◆ **WHAT YOU SHOULD DO**: Reproduce the entries beginning at the line that contains "mountain ridge --return=outline" and stopping after the last line of the entries, commands included. Offset every point coordinate in the outlines by -92.

Segmentation dataset excerpts:
--- Start ---

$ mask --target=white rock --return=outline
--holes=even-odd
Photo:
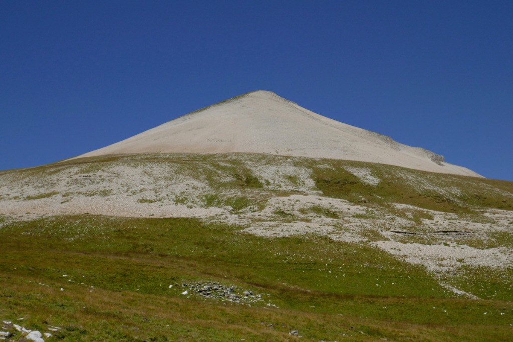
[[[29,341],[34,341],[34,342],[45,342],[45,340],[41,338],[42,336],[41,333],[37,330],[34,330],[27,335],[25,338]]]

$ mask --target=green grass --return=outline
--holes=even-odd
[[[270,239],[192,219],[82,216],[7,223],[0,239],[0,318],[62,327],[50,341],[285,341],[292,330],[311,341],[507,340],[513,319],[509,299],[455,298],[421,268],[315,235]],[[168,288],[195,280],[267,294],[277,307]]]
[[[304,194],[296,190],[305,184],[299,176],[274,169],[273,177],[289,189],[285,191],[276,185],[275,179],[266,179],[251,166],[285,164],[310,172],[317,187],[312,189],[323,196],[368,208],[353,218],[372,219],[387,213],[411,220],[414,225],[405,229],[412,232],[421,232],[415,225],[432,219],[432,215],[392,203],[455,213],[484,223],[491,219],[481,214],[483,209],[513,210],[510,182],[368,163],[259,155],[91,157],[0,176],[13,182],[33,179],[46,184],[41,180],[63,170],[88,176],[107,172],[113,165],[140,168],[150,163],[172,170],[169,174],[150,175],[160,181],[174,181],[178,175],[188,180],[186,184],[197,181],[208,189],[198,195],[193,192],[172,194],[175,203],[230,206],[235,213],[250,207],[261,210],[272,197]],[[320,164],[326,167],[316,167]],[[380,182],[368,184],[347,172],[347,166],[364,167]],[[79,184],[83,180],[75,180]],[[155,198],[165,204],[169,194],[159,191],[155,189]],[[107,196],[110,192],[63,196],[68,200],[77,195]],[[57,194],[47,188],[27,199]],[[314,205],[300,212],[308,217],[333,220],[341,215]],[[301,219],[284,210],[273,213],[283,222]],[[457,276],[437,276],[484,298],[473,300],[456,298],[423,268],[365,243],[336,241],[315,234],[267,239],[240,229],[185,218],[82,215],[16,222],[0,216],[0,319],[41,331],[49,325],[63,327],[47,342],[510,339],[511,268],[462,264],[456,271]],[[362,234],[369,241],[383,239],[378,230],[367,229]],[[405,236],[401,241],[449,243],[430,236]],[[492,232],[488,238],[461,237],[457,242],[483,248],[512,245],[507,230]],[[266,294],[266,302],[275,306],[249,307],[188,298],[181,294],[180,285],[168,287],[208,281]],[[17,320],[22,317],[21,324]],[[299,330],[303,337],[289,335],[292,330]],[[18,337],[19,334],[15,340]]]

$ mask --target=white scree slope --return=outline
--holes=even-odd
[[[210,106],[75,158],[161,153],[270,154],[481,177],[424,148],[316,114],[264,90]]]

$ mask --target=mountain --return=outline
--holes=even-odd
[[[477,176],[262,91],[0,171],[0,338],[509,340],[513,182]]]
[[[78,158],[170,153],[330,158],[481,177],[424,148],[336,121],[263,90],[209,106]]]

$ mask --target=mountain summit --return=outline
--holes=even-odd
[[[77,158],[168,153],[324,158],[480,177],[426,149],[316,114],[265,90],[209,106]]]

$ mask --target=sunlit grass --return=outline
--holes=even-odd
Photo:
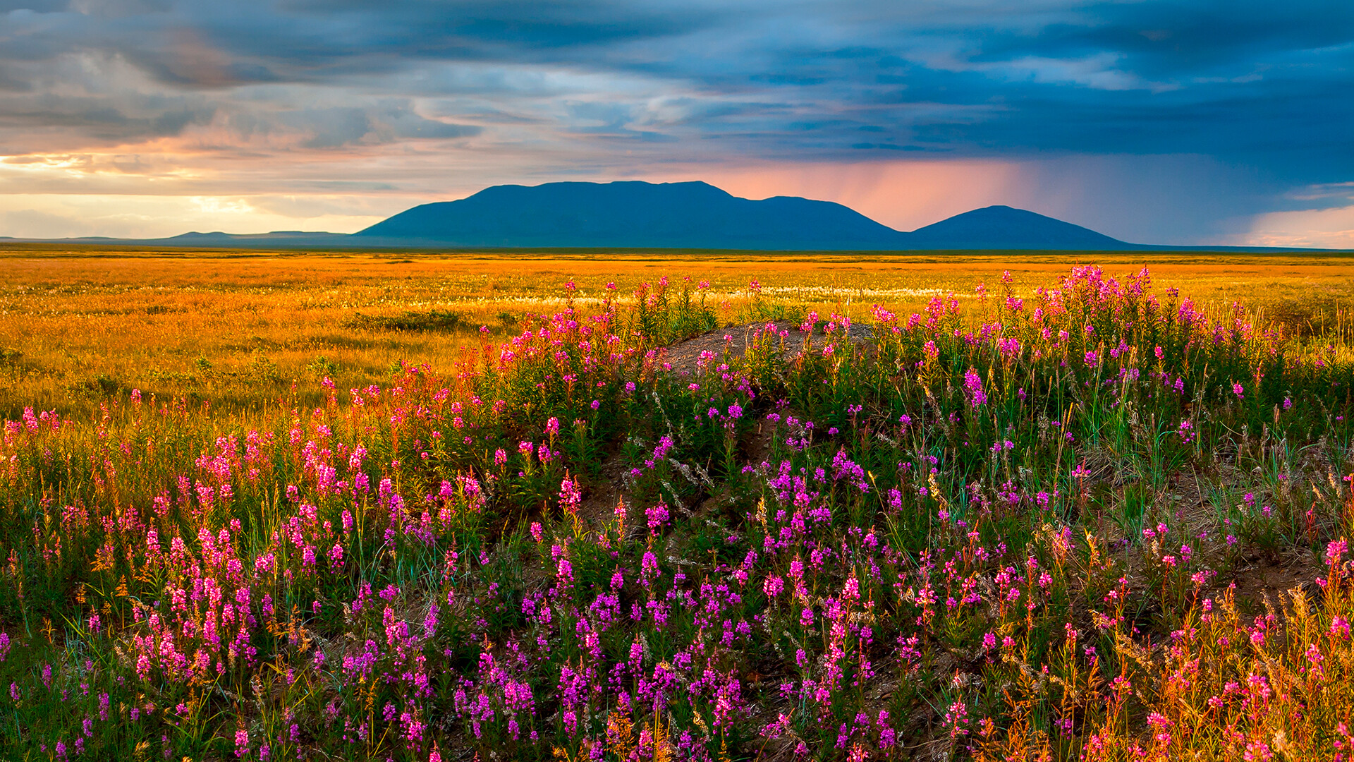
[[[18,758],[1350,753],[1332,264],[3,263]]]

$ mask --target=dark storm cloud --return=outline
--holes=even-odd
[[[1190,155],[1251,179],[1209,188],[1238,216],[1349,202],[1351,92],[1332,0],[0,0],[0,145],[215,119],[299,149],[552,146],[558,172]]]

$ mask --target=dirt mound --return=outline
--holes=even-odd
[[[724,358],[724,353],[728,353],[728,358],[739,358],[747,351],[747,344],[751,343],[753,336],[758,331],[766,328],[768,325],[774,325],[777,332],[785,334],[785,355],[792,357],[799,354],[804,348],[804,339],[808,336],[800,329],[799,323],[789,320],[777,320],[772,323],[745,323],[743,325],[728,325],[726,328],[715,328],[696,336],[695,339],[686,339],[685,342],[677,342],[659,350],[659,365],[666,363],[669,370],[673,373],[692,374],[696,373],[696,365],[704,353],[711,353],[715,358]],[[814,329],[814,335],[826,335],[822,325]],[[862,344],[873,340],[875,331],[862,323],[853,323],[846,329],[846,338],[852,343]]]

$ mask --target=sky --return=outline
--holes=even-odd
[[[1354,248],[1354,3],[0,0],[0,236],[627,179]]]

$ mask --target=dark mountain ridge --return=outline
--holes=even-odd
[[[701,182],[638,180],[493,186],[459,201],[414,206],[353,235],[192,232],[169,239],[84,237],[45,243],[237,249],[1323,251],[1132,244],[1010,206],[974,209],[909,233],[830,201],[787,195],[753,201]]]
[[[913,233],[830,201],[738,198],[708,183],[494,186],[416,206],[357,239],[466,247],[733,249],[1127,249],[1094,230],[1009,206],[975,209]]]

--- End ---

◆ **RESULT BELOW**:
$ mask --target=dark mountain ridge --return=outline
--holes=even-odd
[[[609,90],[546,88],[401,94],[367,109],[322,114],[261,143],[100,140],[77,147],[-8,145],[-47,151],[145,157],[1231,159],[1040,152],[918,114],[882,117],[817,141],[738,109],[695,103],[661,109]]]
[[[821,141],[738,109],[646,106],[616,91],[402,94],[324,114],[265,147],[374,155],[641,157],[1035,157],[1002,138],[917,114],[883,117]]]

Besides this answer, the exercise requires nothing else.